>>>>>
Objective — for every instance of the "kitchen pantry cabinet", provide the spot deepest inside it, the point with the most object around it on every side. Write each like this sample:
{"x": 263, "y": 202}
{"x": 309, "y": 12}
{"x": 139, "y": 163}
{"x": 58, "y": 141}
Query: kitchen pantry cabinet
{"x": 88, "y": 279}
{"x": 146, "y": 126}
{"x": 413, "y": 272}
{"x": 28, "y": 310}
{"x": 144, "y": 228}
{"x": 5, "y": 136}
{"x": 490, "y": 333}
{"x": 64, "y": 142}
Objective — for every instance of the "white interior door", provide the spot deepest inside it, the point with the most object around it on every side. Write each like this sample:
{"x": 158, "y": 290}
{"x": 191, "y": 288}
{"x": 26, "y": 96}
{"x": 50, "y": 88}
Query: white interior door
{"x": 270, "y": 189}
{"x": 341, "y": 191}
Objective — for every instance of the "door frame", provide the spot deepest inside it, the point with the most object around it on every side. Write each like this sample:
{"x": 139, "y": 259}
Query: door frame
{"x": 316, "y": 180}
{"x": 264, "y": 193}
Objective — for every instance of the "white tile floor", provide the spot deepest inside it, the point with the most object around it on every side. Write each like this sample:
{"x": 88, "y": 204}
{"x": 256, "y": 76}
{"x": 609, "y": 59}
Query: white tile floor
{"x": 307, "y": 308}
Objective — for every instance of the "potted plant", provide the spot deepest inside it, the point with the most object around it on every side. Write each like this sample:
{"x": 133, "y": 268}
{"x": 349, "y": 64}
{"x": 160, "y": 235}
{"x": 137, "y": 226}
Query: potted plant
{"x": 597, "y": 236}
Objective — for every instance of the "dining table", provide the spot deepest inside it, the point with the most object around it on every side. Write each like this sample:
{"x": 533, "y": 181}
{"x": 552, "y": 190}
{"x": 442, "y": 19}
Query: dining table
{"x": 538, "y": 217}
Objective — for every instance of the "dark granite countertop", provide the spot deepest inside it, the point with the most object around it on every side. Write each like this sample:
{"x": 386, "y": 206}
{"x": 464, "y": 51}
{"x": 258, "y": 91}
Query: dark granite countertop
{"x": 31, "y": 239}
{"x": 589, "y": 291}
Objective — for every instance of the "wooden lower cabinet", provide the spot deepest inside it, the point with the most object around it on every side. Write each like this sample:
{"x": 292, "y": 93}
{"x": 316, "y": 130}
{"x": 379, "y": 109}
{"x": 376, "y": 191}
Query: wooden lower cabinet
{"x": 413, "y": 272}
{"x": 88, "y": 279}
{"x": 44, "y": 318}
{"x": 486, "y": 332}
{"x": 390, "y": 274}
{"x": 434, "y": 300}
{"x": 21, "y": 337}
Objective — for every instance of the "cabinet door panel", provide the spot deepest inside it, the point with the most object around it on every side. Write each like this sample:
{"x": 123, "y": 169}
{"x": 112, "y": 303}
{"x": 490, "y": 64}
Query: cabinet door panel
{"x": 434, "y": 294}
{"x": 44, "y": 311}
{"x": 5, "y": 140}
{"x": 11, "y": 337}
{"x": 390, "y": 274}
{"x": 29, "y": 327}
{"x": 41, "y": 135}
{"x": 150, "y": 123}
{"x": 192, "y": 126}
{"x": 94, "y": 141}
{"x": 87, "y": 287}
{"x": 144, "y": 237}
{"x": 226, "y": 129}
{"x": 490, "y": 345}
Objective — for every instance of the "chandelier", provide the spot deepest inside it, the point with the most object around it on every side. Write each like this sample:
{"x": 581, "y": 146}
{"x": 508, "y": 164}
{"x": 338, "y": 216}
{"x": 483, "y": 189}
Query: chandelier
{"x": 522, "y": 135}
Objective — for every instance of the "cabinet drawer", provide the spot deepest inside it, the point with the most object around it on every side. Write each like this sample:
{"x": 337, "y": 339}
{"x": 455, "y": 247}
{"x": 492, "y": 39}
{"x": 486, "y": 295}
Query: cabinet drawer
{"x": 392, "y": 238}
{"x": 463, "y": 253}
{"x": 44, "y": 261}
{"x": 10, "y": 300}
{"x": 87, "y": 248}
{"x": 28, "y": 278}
<<<<<
» OBJECTIVE
Count the lines in the items above that contain the string "dining", and state only that number.

» WORKED ANSWER
2